(Stored data entries)
------

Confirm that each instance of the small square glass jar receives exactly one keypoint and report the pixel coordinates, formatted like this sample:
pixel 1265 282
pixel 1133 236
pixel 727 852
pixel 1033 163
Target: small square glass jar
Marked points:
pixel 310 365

------

Put each line of the listing into a JSON list of strings, one string per line, leaving out any blank lines.

[
  "Confirm that each instance of the small square glass jar receives exactly one keypoint and report the pixel coordinates, formatted like this sample:",
  "pixel 1265 282",
  "pixel 1133 236",
  "pixel 727 852",
  "pixel 1033 163",
  "Target: small square glass jar",
  "Marked points:",
  "pixel 310 365"
]